## Task goal
Skip every picture and transcribe the remaining material exactly.

[Point labeling dataset excerpts]
Start

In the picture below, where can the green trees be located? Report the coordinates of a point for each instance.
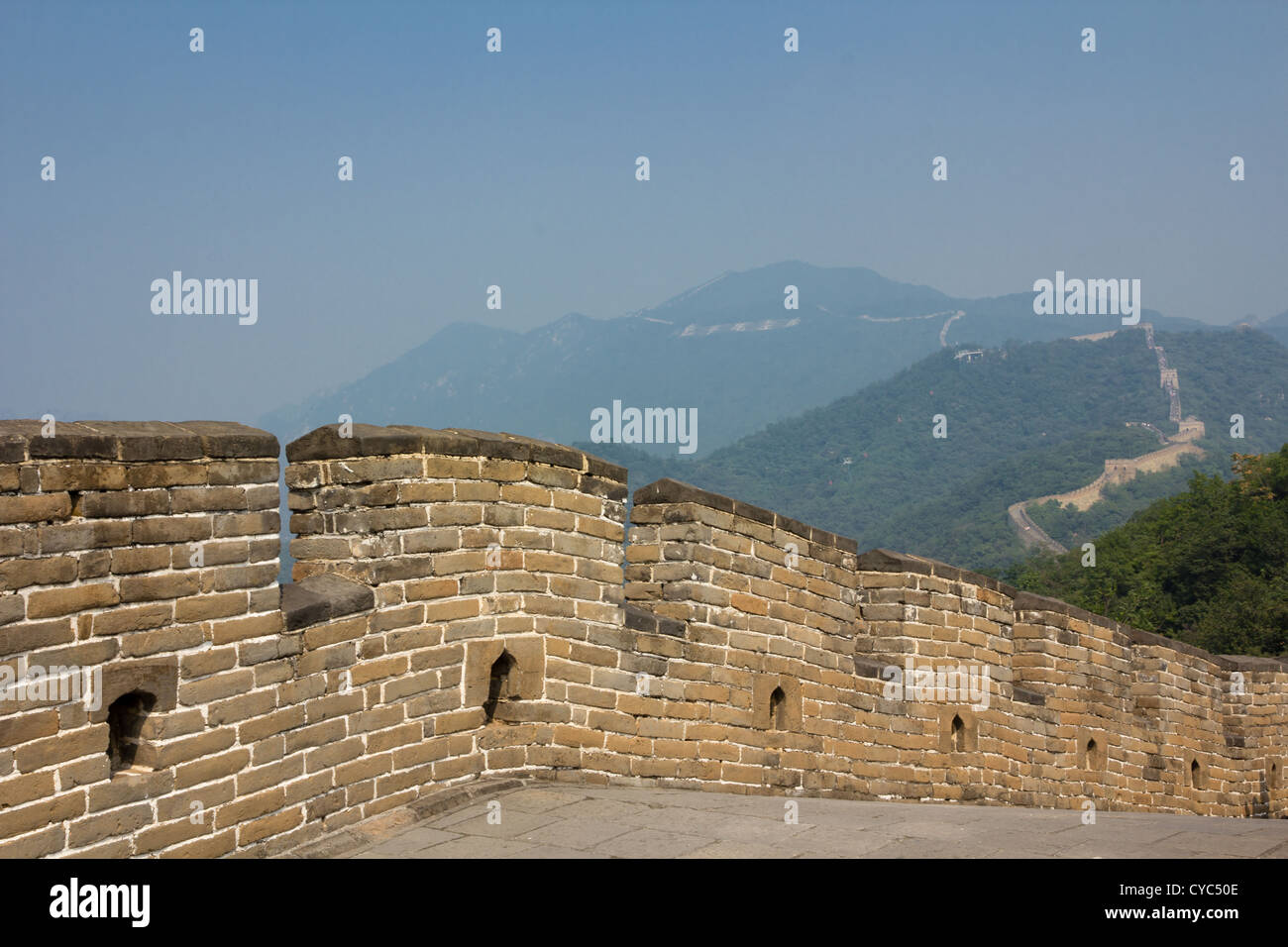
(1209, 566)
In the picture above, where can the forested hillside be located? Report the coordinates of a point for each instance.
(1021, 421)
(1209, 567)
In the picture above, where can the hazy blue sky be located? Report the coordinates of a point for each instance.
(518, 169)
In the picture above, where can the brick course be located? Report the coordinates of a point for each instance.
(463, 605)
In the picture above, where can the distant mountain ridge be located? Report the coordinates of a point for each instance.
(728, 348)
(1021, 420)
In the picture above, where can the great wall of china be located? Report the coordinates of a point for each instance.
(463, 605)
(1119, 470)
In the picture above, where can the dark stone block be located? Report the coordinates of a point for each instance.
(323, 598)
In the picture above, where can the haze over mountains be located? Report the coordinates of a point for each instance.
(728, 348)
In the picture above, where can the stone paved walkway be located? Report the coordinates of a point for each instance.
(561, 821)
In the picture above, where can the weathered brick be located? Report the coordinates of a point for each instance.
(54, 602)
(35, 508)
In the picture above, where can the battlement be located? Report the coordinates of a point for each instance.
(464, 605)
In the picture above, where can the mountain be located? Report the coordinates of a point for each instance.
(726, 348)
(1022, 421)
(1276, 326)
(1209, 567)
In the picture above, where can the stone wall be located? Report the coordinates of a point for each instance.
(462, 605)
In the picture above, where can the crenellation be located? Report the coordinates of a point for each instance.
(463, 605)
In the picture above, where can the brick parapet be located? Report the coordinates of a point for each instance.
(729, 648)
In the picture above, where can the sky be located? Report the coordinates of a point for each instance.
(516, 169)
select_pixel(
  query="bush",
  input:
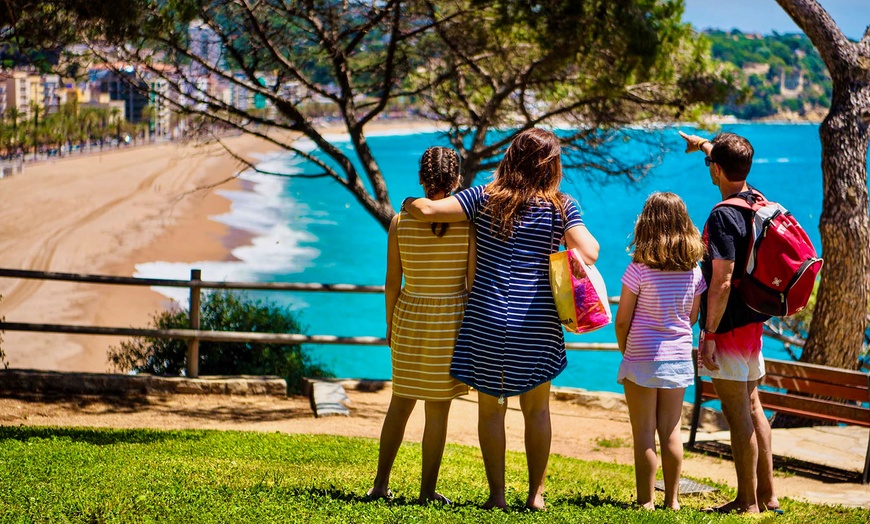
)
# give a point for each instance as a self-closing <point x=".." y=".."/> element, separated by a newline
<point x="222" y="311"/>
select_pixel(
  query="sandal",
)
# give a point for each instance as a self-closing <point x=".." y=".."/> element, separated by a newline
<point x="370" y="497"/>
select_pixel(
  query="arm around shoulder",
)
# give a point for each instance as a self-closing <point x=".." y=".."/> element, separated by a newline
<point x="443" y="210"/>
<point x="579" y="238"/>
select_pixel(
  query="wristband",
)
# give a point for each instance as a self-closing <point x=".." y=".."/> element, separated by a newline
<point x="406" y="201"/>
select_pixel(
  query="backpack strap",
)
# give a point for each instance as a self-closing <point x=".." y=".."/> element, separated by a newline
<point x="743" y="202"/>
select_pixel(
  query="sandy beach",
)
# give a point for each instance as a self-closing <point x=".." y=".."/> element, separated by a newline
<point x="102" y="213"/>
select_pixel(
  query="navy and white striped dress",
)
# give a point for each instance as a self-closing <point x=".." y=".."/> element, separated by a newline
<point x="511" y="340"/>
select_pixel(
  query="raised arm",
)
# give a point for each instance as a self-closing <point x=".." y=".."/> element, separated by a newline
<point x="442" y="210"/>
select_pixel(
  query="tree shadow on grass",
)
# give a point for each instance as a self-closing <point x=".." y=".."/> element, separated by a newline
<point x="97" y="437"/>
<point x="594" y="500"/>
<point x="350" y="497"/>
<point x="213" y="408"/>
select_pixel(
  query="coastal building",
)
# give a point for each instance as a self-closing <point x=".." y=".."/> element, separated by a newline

End

## Solution to the problem
In the picture below, where can the green trees be located? Report the coordinates of a point for each instance.
(1209, 566)
In the picture above, where can the forested hillside be located? Report the coordinates of a point for each instance.
(1021, 421)
(1209, 567)
In the picture above, where can the hazy blue sky be located? Report the coordinates of a point for each instance.
(518, 169)
In the picture above, where can the brick course be located? Report the coordinates of a point for each instance.
(463, 605)
In the picture above, where can the distant mountain ridge be located? Report the coordinates of a point for each instance.
(728, 348)
(1021, 420)
In the picture above, where can the great wall of china be located? Report the coordinates of a point for each instance.
(463, 605)
(1119, 470)
In the picture above, where can the dark stone block be located? Report the coordinates of a point for each instance.
(323, 598)
In the picture above, where can the haze over mountains be located? Report the coordinates of a point for each instance.
(728, 348)
In the picture above, where can the stone paved walkway be located? Report the coordinates of a point for each instance.
(561, 821)
In the picture above, where can the weathered brick be located? Report the coordinates of a point for each instance.
(54, 602)
(35, 508)
In the picture above, where can the battlement be located? Report the coordinates of a point for each instance.
(464, 605)
In the picture above, where can the mountain be located? Report the coordinates of a point for each instance.
(726, 348)
(1022, 421)
(1276, 326)
(1209, 567)
In the picture above, where can the stone wall be located? Report the coordinates of a point for each instance.
(462, 605)
In the picture above, where can the crenellation be located? Report the coordinates of a point for each instance.
(463, 605)
In the picture above, where can the brick parapet be located? Report the coordinates of a point for each instance.
(729, 648)
In the picture above, where can the sky be located? Report the coordinates of a point for each instance.
(516, 169)
select_pixel(
  query="bush",
  input:
)
# give a point for each instance as a self-closing <point x=".." y=".."/> element, separated by a newline
<point x="222" y="311"/>
select_pixel(
  query="sandal",
)
# give a point for each instance as a self-closing <point x=".." y=".."/> element, separated by a newline
<point x="370" y="497"/>
select_pixel(
  query="arm around shoulder",
)
# give a point for each instance as a self-closing <point x=".." y=".."/> element, separated by a newline
<point x="443" y="210"/>
<point x="579" y="238"/>
select_pixel(
  query="wristband",
)
# give a point for each instance as a self-closing <point x=".." y=".."/> element, separated by a newline
<point x="406" y="201"/>
select_pixel(
  query="backpack strap",
)
# give a point for each instance as a self-closing <point x=".." y=".."/> element, separated by a newline
<point x="743" y="202"/>
select_pixel(
  query="sandy beach",
)
# give a point for each instance as a self-closing <point x=".." y=".."/> element, separated by a newline
<point x="102" y="213"/>
select_pixel(
  query="navy and white striped dress",
)
# give a point for each instance as a self-closing <point x=".." y=".."/> element, separated by a newline
<point x="511" y="340"/>
select_pixel(
  query="raised arm",
)
# give a point for each instance as a self-closing <point x=".." y=".."/> element, separated by a newline
<point x="442" y="210"/>
select_pixel(
  query="tree shadow on grass",
)
# give a point for each instance as a self-closing <point x=".." y=".."/> element, separated by a newline
<point x="97" y="437"/>
<point x="594" y="500"/>
<point x="350" y="497"/>
<point x="213" y="408"/>
select_pixel(
  query="coastal building",
)
# give a point for each instance as a self-closing <point x=".." y=".."/> element, separated by a newline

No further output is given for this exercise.